** start of MATERIALS PROVIDED **

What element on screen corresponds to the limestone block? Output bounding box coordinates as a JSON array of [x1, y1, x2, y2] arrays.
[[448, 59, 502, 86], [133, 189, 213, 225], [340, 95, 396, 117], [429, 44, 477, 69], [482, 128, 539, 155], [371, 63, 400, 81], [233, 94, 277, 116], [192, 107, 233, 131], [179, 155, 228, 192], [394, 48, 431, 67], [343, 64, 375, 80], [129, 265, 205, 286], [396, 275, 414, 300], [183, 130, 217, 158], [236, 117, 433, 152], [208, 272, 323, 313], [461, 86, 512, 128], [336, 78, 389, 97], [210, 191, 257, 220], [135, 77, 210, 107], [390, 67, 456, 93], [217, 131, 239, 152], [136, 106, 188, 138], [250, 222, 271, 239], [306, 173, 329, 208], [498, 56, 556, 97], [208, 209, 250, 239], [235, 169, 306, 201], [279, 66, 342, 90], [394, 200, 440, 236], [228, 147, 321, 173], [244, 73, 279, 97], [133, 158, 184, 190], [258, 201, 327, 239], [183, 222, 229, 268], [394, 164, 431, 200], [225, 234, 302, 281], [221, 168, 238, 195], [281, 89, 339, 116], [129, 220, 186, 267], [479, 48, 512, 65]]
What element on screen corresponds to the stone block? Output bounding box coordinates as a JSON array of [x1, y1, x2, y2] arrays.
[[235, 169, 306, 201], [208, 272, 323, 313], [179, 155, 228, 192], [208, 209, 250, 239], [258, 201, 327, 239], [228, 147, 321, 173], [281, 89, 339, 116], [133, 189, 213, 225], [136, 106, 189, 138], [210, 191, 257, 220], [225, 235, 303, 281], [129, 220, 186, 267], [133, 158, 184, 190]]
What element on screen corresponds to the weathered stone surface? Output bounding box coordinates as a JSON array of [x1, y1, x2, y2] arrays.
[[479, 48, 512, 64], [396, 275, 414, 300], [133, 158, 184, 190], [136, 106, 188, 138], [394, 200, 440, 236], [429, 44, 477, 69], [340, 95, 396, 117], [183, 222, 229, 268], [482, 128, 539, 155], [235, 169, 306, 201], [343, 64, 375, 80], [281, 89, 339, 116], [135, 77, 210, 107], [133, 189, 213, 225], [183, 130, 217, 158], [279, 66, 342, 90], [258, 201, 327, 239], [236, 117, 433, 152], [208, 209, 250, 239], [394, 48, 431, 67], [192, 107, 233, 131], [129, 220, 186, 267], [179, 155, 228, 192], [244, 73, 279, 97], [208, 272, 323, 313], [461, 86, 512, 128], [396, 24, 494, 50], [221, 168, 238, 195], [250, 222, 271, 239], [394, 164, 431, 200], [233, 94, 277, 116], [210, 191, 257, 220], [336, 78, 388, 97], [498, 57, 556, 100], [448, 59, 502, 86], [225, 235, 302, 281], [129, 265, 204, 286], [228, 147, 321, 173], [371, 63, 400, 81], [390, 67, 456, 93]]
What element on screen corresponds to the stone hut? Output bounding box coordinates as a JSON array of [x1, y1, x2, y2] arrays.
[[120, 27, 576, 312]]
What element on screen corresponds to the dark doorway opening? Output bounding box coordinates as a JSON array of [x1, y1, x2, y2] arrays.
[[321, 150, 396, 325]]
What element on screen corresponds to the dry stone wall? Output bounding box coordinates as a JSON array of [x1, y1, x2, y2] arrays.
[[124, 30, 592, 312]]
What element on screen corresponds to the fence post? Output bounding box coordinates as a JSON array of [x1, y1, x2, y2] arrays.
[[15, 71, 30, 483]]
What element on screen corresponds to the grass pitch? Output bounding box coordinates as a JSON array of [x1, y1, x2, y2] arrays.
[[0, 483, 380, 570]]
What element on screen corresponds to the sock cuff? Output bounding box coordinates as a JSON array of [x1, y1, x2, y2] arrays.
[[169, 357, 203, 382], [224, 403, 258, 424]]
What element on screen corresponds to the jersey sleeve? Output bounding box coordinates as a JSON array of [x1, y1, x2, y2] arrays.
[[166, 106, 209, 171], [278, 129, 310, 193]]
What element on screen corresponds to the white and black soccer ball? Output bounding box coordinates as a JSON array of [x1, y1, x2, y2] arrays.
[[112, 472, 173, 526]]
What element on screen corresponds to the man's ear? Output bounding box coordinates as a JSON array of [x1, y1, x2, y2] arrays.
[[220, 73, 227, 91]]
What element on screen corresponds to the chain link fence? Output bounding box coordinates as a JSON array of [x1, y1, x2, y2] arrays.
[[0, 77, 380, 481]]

** end of MATERIALS PROVIDED **

▶ **TASK**:
Please rewrite the material from the line containing "What element on screen corresponds to the man's" through the end of the material, inclusive, with the request lines included. Shift every box coordinate in the answers by -137.

▶ **EXERCISE SOLUTION**:
What element on screen corresponds to the man's ear? Output bounding box coordinates as a JSON array of [x1, y1, x2, y2] arrays.
[[83, -64, 90, -46]]
What element on screen corresponds to the chain link fence? Output bounding box coordinates as a JSON array of [x1, y1, x2, y2] arrays.
[[-137, -60, 243, 344]]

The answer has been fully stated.